■ DIRECTIONS FOR THIS TASK ■
Present the records below as a Markdown table with two columns, Row and Record. Put one record line in each row, number the rows in order, and leave out blank lines.

■ MATERIAL FOR THE TASK ■
_ _ _ _ _ _ _

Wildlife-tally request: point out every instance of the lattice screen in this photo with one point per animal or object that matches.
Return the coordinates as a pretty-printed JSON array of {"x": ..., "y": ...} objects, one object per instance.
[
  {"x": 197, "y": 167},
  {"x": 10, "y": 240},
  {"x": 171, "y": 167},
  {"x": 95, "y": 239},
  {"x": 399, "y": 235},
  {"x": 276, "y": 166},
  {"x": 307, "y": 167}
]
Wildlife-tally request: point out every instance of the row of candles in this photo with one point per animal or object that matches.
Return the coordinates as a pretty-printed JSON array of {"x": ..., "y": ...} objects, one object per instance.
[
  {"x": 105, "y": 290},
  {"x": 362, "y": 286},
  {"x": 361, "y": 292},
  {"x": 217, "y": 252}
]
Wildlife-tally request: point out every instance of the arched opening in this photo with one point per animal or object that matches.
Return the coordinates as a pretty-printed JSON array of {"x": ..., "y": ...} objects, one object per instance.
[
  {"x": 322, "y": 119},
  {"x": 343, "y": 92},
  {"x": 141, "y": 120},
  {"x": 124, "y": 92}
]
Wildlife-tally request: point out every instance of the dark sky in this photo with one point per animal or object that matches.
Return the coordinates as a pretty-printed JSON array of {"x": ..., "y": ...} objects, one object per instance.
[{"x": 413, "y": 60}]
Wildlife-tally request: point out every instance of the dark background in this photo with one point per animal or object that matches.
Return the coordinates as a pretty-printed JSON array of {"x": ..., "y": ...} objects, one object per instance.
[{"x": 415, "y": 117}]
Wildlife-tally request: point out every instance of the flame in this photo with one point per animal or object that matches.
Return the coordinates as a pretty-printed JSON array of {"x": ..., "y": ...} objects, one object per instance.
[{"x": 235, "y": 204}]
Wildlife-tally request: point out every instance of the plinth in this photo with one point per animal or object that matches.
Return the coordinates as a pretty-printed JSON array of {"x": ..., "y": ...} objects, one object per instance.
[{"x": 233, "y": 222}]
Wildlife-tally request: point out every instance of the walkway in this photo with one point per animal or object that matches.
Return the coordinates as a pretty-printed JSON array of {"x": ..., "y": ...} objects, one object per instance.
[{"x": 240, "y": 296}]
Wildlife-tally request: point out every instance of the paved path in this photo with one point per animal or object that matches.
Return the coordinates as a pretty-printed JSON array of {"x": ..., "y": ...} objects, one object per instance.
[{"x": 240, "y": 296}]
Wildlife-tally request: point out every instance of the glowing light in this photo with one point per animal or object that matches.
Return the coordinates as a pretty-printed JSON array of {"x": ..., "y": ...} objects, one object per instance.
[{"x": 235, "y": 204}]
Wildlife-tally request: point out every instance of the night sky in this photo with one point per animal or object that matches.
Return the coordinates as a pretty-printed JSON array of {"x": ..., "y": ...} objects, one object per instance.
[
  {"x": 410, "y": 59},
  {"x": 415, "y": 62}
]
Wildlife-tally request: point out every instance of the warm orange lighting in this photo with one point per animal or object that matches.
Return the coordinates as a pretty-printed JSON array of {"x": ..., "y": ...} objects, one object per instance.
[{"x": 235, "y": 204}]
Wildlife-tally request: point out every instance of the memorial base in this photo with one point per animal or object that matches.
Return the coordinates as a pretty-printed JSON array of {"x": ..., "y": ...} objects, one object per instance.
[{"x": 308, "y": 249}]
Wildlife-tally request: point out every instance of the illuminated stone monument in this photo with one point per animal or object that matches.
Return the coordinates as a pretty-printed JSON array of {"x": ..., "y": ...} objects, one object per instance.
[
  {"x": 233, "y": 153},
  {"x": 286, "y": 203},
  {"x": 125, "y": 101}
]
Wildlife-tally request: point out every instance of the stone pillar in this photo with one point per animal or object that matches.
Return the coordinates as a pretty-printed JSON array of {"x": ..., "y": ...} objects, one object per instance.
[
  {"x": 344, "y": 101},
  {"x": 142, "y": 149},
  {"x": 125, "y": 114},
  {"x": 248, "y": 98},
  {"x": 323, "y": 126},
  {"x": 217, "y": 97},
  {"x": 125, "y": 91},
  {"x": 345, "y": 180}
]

_ _ _ _ _ _ _

■ EXERCISE RESPONSE ■
| Row | Record |
|---|---|
| 1 | Wildlife-tally request: point out every instance of the lattice screen in this photo with one point per animal or object that matches. |
| 2 | Return the coordinates as a pretty-printed JSON array of {"x": ..., "y": ...} objects, one object per instance. |
| 3 | [ |
| 4 |   {"x": 197, "y": 167}, |
| 5 |   {"x": 10, "y": 240}, |
| 6 |   {"x": 171, "y": 167}, |
| 7 |   {"x": 95, "y": 239}, |
| 8 |   {"x": 399, "y": 235}, |
| 9 |   {"x": 276, "y": 166}, |
| 10 |   {"x": 307, "y": 167} |
| 11 | ] |
| 12 | Wildlife-tally request: point out every instance of the row of candles in this photo with one point per animal or object that matches. |
| 13 | Return the coordinates as a pretty-printed JSON array of {"x": ..., "y": ...} objects, one object per instance. |
| 14 | [ |
| 15 |   {"x": 105, "y": 290}, |
| 16 |   {"x": 362, "y": 286}, |
| 17 |   {"x": 361, "y": 292}, |
| 18 |   {"x": 217, "y": 252} |
| 19 | ] |
| 20 | Wildlife-tally request: point out every instance of the arched opening in this photo with one point per animal or object that matches. |
| 21 | Return the coordinates as a pretty-printed JSON array of {"x": ..., "y": ...} objects, one object per instance. |
| 22 | [ |
| 23 |   {"x": 322, "y": 119}, |
| 24 |   {"x": 343, "y": 92}, |
| 25 |   {"x": 141, "y": 120}, |
| 26 |   {"x": 124, "y": 92} |
| 27 | ] |
| 28 | Wildlife-tally request: point out every instance of the dark sky in this photo with one point per animal or object that matches. |
| 29 | Return the coordinates as a pretty-printed JSON array of {"x": ..., "y": ...} objects, one object per instance. |
| 30 | [{"x": 413, "y": 60}] |
| 31 | Wildlife-tally request: point out every instance of the dark background in this photo with one point per animal or object that matches. |
| 32 | Return the coordinates as a pretty-printed JSON array of {"x": ..., "y": ...} objects, one object per instance. |
| 33 | [{"x": 415, "y": 117}] |
| 34 | Wildlife-tally request: point out every instance of the flame in this photo with one point per animal or object that matches. |
| 35 | Return the coordinates as a pretty-printed JSON array of {"x": ..., "y": ...} objects, one object per instance. |
| 36 | [{"x": 235, "y": 204}] |
| 37 | Wildlife-tally request: point out every instance of the plinth in this photo with one point per animal or object that matches. |
| 38 | Return the coordinates as a pretty-printed JSON array of {"x": ..., "y": ...} objects, one object per instance. |
| 39 | [{"x": 233, "y": 222}] |
| 40 | Wildlife-tally request: point out every instance of the walkway in this photo with one point per animal or object that matches. |
| 41 | Return the coordinates as a pretty-printed JSON array of {"x": ..., "y": ...} objects, one object per instance. |
| 42 | [{"x": 240, "y": 296}] |
| 43 | Wildlife-tally request: point out every instance of the paved path in this photo with one point per animal or object that matches. |
| 44 | Return the coordinates as a pretty-printed JSON array of {"x": ..., "y": ...} objects, one object per instance. |
| 45 | [{"x": 240, "y": 296}] |
| 46 | Wildlife-tally request: point out every instance of the glowing light in this photo with one point per animal or object that matches. |
| 47 | Return the coordinates as a pretty-printed JSON array of {"x": ..., "y": ...} objects, one object per instance. |
| 48 | [{"x": 235, "y": 204}] |
| 49 | Wildlife-tally request: point out every instance of the night sky in this photo with one point per animal or object that matches. |
| 50 | Return the coordinates as a pretty-printed JSON array of {"x": ..., "y": ...} objects, one object per instance. |
| 51 | [ |
| 52 |   {"x": 410, "y": 59}, |
| 53 |   {"x": 415, "y": 62} |
| 54 | ] |
| 55 | Wildlife-tally request: point out every instance of the warm orange lighting in this photo with one point per animal or object that matches. |
| 56 | Return the coordinates as a pretty-printed JSON array of {"x": ..., "y": ...} objects, one object per instance. |
| 57 | [{"x": 235, "y": 204}] |
| 58 | Wildlife-tally request: point out every instance of the memorial base in this photo with one point per animal or object that matches. |
| 59 | Return the coordinates as a pretty-printed JSON array of {"x": ..., "y": ...} objects, one object per instance. |
| 60 | [{"x": 308, "y": 249}] |
| 61 | Wildlife-tally request: point out every instance of the illuminated stone monument in this photo with one point per animal or object that matches. |
| 62 | Return the coordinates as a pretty-printed JSON array of {"x": ..., "y": ...} objects, one object per instance. |
| 63 | [ |
| 64 |   {"x": 233, "y": 153}, |
| 65 |   {"x": 286, "y": 203}, |
| 66 |   {"x": 125, "y": 101} |
| 67 | ] |
| 68 | Wildlife-tally request: point out every instance of the stone pillar in this photo with one point per animal or object that matches. |
| 69 | Return the coordinates as a pretty-printed JSON array of {"x": ..., "y": ...} objects, one object per instance. |
| 70 | [ |
| 71 |   {"x": 344, "y": 101}, |
| 72 |   {"x": 142, "y": 149}, |
| 73 |   {"x": 125, "y": 114}, |
| 74 |   {"x": 248, "y": 98}, |
| 75 |   {"x": 323, "y": 126}, |
| 76 |   {"x": 217, "y": 97}, |
| 77 |   {"x": 125, "y": 91}, |
| 78 |   {"x": 345, "y": 180} |
| 79 | ] |